(Point annotations for photographs)
════════

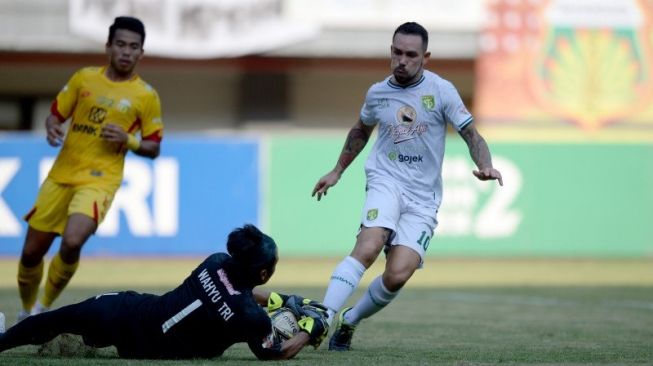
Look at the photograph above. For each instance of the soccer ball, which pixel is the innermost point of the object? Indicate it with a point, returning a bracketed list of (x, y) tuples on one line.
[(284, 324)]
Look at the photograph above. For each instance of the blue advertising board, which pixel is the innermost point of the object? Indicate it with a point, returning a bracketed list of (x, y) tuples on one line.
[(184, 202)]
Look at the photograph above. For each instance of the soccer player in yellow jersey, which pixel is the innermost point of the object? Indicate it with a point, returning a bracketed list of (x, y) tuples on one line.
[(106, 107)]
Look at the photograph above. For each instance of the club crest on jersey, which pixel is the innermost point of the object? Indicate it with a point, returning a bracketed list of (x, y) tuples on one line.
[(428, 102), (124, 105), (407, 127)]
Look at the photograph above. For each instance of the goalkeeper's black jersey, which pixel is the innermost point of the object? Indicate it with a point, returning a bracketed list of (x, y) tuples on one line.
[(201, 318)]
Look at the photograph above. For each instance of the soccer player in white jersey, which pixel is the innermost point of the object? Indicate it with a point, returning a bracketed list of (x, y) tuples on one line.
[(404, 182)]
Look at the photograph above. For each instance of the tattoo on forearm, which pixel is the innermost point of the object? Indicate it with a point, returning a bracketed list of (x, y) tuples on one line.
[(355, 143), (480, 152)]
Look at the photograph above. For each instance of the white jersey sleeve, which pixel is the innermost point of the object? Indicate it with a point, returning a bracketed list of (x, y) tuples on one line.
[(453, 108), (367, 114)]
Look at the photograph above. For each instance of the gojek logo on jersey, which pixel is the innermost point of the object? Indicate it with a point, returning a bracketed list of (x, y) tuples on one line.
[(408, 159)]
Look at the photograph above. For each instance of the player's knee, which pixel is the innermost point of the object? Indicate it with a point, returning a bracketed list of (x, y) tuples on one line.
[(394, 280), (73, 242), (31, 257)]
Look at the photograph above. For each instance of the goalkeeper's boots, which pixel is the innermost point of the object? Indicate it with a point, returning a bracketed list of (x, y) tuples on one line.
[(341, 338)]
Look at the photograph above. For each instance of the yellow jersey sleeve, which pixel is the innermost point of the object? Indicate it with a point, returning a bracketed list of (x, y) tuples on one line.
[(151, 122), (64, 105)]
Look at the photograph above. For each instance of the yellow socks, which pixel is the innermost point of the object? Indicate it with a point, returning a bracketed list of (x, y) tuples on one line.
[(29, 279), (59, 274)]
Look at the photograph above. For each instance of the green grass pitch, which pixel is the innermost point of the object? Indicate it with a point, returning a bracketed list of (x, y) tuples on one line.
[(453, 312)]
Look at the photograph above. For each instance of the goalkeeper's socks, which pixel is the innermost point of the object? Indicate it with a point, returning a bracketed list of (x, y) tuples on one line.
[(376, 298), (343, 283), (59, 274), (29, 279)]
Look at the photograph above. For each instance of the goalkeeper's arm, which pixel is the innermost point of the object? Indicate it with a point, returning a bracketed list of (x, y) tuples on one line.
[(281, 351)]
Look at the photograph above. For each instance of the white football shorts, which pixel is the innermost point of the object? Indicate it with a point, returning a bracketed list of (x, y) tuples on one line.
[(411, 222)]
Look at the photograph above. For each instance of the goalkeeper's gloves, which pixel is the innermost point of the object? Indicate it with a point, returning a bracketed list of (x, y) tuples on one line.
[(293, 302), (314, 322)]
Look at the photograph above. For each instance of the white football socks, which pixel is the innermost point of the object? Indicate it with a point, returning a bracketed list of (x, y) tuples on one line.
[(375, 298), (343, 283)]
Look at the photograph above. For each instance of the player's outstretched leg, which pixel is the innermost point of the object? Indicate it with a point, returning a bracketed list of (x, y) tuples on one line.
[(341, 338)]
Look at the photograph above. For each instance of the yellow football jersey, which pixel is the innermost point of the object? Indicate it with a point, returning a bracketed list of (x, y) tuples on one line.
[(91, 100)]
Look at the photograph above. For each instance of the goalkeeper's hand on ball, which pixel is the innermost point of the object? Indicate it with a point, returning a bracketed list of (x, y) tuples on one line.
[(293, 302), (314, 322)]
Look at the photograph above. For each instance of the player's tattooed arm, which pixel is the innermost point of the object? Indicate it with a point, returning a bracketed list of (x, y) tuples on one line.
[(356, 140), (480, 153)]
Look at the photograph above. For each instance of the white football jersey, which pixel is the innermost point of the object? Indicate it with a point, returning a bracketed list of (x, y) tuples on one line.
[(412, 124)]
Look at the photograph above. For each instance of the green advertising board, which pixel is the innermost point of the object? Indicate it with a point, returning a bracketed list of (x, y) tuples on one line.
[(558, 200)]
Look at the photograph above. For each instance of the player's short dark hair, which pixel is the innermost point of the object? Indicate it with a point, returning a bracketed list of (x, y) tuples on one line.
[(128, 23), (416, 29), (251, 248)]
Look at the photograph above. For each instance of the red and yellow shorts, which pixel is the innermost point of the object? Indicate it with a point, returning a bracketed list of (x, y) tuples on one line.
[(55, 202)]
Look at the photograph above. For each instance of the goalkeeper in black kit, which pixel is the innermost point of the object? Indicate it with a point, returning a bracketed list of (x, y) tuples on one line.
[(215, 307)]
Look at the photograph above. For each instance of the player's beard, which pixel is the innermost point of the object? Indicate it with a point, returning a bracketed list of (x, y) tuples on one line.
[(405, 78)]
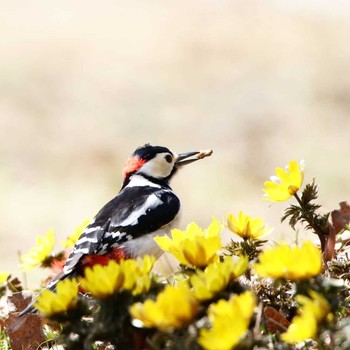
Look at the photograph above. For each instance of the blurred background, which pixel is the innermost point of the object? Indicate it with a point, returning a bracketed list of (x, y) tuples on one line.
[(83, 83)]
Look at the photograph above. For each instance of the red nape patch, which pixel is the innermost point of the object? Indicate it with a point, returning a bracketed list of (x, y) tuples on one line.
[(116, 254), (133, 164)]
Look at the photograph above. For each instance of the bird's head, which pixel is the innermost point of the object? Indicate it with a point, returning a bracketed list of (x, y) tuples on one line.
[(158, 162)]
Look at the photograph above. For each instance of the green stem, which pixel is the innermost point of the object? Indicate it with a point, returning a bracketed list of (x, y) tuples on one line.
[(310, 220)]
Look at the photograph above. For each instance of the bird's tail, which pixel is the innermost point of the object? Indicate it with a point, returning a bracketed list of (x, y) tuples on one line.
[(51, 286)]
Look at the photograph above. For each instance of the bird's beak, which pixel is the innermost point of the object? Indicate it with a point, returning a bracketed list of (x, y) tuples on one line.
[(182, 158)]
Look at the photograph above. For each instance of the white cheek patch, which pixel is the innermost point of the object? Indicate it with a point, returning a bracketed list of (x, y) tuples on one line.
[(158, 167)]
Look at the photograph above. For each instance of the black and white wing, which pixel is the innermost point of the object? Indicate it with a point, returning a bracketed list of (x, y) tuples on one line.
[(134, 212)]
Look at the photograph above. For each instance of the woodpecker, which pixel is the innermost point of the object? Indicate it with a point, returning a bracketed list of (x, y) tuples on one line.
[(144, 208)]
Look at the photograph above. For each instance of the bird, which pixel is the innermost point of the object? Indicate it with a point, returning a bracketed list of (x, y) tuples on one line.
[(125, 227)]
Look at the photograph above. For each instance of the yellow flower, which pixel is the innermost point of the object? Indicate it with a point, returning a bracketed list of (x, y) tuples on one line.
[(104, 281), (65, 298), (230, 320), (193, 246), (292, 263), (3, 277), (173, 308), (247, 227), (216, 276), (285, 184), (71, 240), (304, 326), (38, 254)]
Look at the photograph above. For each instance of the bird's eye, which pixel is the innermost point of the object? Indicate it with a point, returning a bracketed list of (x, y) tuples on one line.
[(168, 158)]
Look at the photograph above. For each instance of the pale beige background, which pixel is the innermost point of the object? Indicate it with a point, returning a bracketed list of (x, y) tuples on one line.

════════

EXERCISE DESCRIPTION:
Convert every line of the records above into a JSON list of strings, one string per line, skipping blank lines. Leave the pictures out of the list.

SOLUTION:
[
  "Look at the photograph above. For each instance of the soccer ball, which pixel is the innermost point of the object? Indicate it with a point, returning a bracketed list of (x, y) tuples on one line.",
  "[(284, 324)]",
  "Look at the photograph above. For each instance of the blue advertising board, which pixel is the innermost point of the object? Indicate it with a point, returning a bracketed list of (x, y) tuples on one line.",
  "[(184, 202)]",
  "Look at the photograph above. For each instance of the soccer player in yellow jersey, which pixel is the innermost point of the object? Indicate it with a point, returning a bracketed list of (x, y) tuples on one line.",
  "[(106, 107)]",
  "Look at the photograph above. For each instance of the club crest on jersey, which pixel is the innermost point of the object? Indicate it with a point, returning a bracketed list of (x, y) tuples on one line.",
  "[(428, 102), (124, 105), (407, 127)]",
  "Look at the photograph above. For each instance of the goalkeeper's black jersey, which pixel is the innermost point of the object? Indicate it with a point, returning a bracketed list of (x, y) tuples on one line.",
  "[(201, 318)]",
  "Look at the photograph above. For each instance of the soccer player in white jersey, which pixel is the innermost point of the object? Indicate it with a point, returning a bracketed list of (x, y) tuples on one line.",
  "[(404, 182)]",
  "Look at the photograph above. For each instance of the tattoo on forearm, which pixel is the innermost point of the object? Indicate it with a point, returning a bracketed list of (x, y) tuples on one line.",
  "[(355, 143), (480, 152)]",
  "Look at the photograph above. For each instance of the white jersey sleeve, which pixel is the innermost point of the object? Indicate it with a point, returning a bracketed list of (x, y) tuples on one line.",
  "[(453, 108), (367, 114)]",
  "Look at the photograph above. For each instance of the gojek logo on jersey, which pixel is the innermost point of the object? Indicate it with a point, returning a bracketed list of (x, y) tuples on one line.",
  "[(408, 159)]",
  "Look at the photograph above. For each instance of the player's knee, which pixel is the innermost point of the object? Indicate it with a point, returning a bracketed list of (x, y) tuples on one line.",
  "[(394, 280), (73, 242), (31, 257)]",
  "Look at the photograph above. For each instance of the goalkeeper's boots, which pixel is the innermost point of the object? Indicate it with a point, returning a bracketed list of (x, y) tuples on one line.",
  "[(341, 338)]",
  "Look at the photograph above. For each instance of the yellow jersey sleeve, which pixel is the innermost point of the object? Indicate it with a point, returning a bracketed list of (x, y) tuples on one line.",
  "[(151, 122), (64, 105)]",
  "Look at the photograph above. For each instance of the yellow socks, which pixel is the innermost point of the object? Indicate it with a point, returning a bracketed list of (x, y) tuples on one line.",
  "[(29, 279), (59, 274)]",
  "Look at the photograph above. For each instance of the green grass pitch, which pixel is the innermost point of the object? Indicate it with a point, returning a bracketed list of (x, y) tuples on one line.",
  "[(453, 312)]",
  "Look at the photograph above. For each instance of the goalkeeper's socks, which pixel is the innermost point of the object? Indicate it with a point, returning a bracketed list of (x, y) tuples on one line.",
  "[(376, 298), (343, 283), (59, 274), (29, 279)]",
  "Look at the photograph above. For each instance of the goalkeeper's arm, which pixel is the innermost point of the object? Indicate it with a point, returning a bracketed list of (x, y) tuples on one line.",
  "[(281, 351)]",
  "Look at the photograph above. For each instance of the white football shorts, which pixel is the innermost point of the object? Indicate it with a point, returning a bracketed list of (x, y) tuples on one line.",
  "[(411, 222)]",
  "Look at the photograph above. For each instance of the goalkeeper's gloves, which pixel is the innermost point of the object? Indicate it with a point, returning a bracketed list of (x, y) tuples on one line.",
  "[(293, 302), (314, 322)]",
  "Look at the photograph above. For each instance of the white football socks, which pixel is the innermost point of the object? Indicate it with a point, returning a bracketed list of (x, y) tuples on one line.",
  "[(375, 298), (343, 283)]",
  "Look at the photograph above. For each instance of the player's outstretched leg, which pixel is the innermost point of the object? Indicate it with a point, returning a bracketed list of (x, y) tuples on one line.",
  "[(341, 338)]",
  "Look at the photograph above. For each instance of the yellow football jersey, which pixel is the innermost point of the object? Indicate it with a point, returning a bracketed list of (x, y) tuples on one line.",
  "[(91, 100)]",
  "Look at the photograph above. For each instance of the goalkeeper's hand on ball, which pixel is the innermost point of the object? Indicate it with a point, returning a bracketed list of (x, y) tuples on one line.",
  "[(293, 302), (314, 322)]",
  "Look at the photograph above. For each instance of the player's tattooed arm, which pixel is the innermost point of the object? Indicate it with a point, returning a bracketed list of (x, y) tuples on one line.",
  "[(356, 140), (480, 153)]",
  "Look at the photograph above. For each instance of the white football jersey, which pixel is the innermost point of the object? Indicate it with a point, returning a bracketed list of (x, y) tuples on one line.",
  "[(412, 124)]",
  "Look at the photograph above. For each instance of the green advertising board, which pixel is the innermost point of the object? Indicate it with a point, returning a bracketed list of (x, y) tuples on one line.",
  "[(558, 200)]",
  "Look at the photograph above. For each instance of the player's short dark hair, which pixel is the innermost point of the object? Indicate it with a point, returning a bracketed list of (x, y) tuples on one line.",
  "[(128, 23), (416, 29), (251, 248)]",
  "Look at the photograph above. For each instance of the red and yellow shorts, which pixel is the innermost point of the object? Indicate it with a point, returning a bracketed list of (x, y) tuples on one line.",
  "[(55, 202)]",
  "Look at the photograph above. For each instance of the goalkeeper in black kit, which pixel is the innermost point of the object? Indicate it with a point, returning a bracketed list of (x, y) tuples on one line.",
  "[(215, 307)]",
  "Look at the photograph above. For each instance of the player's beard, which pixel is the innermost point of the object? Indicate it with a point, returning a bracketed list of (x, y) tuples on one line.",
  "[(405, 78)]",
  "Look at the photograph above. For each instance of the blurred background, which pixel is the innermost point of the object? Indicate it with a point, returning a bracketed list of (x, y) tuples on one line.",
  "[(83, 83)]",
  "Look at the photograph above. For each instance of the red nape patch, which pixel is the innermost point of the object? Indicate it with a point, returning a bracketed list of (x, y) tuples on one line.",
  "[(116, 254), (133, 164)]",
  "Look at the photograph above. For each instance of the bird's head, which pixel is the innermost point of the object? Indicate it with a point, returning a bracketed list of (x, y) tuples on one line.",
  "[(158, 162)]",
  "Look at the photograph above. For each instance of the green stem, which pixel is the innermost point of the object? Indicate it with a point, returning a bracketed list of (x, y) tuples on one line.",
  "[(310, 220)]",
  "Look at the photograph above. For each instance of the bird's tail, which pixel is the innermost point of the object? Indicate it with a point, returning a bracketed list of (x, y) tuples on one line.",
  "[(51, 286)]",
  "Look at the photograph above. For each instance of the bird's beak, which pixel is the innermost point of the object? Indicate it with a point, returning a bracketed list of (x, y) tuples on one line.",
  "[(182, 158)]",
  "Look at the photograph above. For each instance of the white cheek patch, which pixel is the innermost point of the object? Indicate it with a point, returning a bracketed list of (x, y) tuples on one line.",
  "[(158, 167)]",
  "Look at the photograph above. For each instance of the black and white wing, which pixel is the innermost point of the object? Indicate it with a point, returning a bracketed list of (x, y) tuples on one line.",
  "[(134, 212)]",
  "Look at the photograph above. For each instance of the woodpecker, which pixel is the innermost point of the object? Indicate it with a point, returning a bracketed list of (x, y) tuples on one line.",
  "[(144, 208)]",
  "Look at the photograph above. For each instance of the bird, which pixel is the innermost point of the object? Indicate it with a point, returning a bracketed list of (x, y) tuples on one line.",
  "[(125, 227)]",
  "Look at the photograph above. For each instance of the yellow flower, which pixel is the innermost point of the object? Indicate it with a point, returning a bracketed list of (x, y) tuples on one line.",
  "[(104, 281), (65, 298), (230, 320), (193, 246), (292, 263), (3, 277), (173, 308), (247, 227), (216, 276), (285, 184), (71, 240), (304, 326), (38, 254)]",
  "Look at the photograph above. For each instance of the bird's eye, which pixel is the innermost point of the object? Indicate it with a point, returning a bracketed list of (x, y) tuples on one line.",
  "[(168, 158)]",
  "Look at the photograph above. For each instance of the pale beige background, which pixel is the innermost point of the object? Indicate it with a point, returning a bracketed list of (x, y) tuples on one line."
]